● What you are asked to do
Rewrite the 2021 Kashmir Premier League passage between "- Most wickets: Salman" and "6 August 2021.", inclusive, changing "inaugural" to "first" wherever it occurs.

2021 Kashmir Premier league
- Dates: 6 August 2021 – 17 August 2021
- Administrator: Pakistan Cricket Board
- Cricket format: Twenty20
- Tournament format(s): Single round-robin and playoffs
- Host: Azad Kashmir
- Champions: Rawalakot Hawks (1st title)
- Runners-up: Muzaffarabad Tigers
- Participants: 6
- Matches: 19
- Player of the series: Hussain Talat (227 runs and 4 wickets)
- Most runs: Sharjeel Khan (296)
- Most wickets: Salman Irshad (16)
- Official website: kpl20.com

= 2021 Kashmir Premier League (Pakistan) =

1st edition of the Kashmir Premier League

The 2021 Kashmir Premier League (also known as 2021 KPL or, for sponsorship reasons, SRG KPL 2021), was the inaugural season of the Kashmir Premier League which was established by the Pakistan Cricket Board. The tournament featured six teams and was held from 6 August 2021 to 17 August 2021 in Muzaffarabad, Azad Kashmir. The opening ceremony and first match of the tournament were held at the Muzaffarabad Stadium on 6 August 2021.

● Data
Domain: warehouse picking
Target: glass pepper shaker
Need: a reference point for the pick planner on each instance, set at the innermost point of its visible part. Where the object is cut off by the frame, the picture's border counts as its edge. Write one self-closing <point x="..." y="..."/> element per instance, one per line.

● Final result
- Most wickets: Salman Irshad (16)
- Official website: kpl20.com

= 2021 Kashmir Premier League (Pakistan) =

1st edition of the Kashmir Premier League

The 2021 Kashmir Premier League (also known as 2021 KPL or, for sponsorship reasons, SRG KPL 2021), was the first season of the Kashmir Premier League which was established by the Pakistan Cricket Board. The tournament featured six teams and was held from 6 August 2021 to 17 August 2021 in Muzaffarabad, Azad Kashmir. The opening ceremony and first match of the tournament were held at the Muzaffarabad Stadium on 6 August 2021.